--- BEGIN DATA IN THIS EXERCISE ---

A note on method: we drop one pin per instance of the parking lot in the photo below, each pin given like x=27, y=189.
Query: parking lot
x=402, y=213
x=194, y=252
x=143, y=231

--- END DATA IN THIS EXERCISE ---

**TASK STATEMENT**
Output every item above again, line for line, with no changes.

**EXERCISE RESULT**
A note on method: we drop one pin per instance of the parking lot in the photo below, each pin given like x=27, y=189.
Query: parking lot
x=402, y=213
x=194, y=252
x=143, y=231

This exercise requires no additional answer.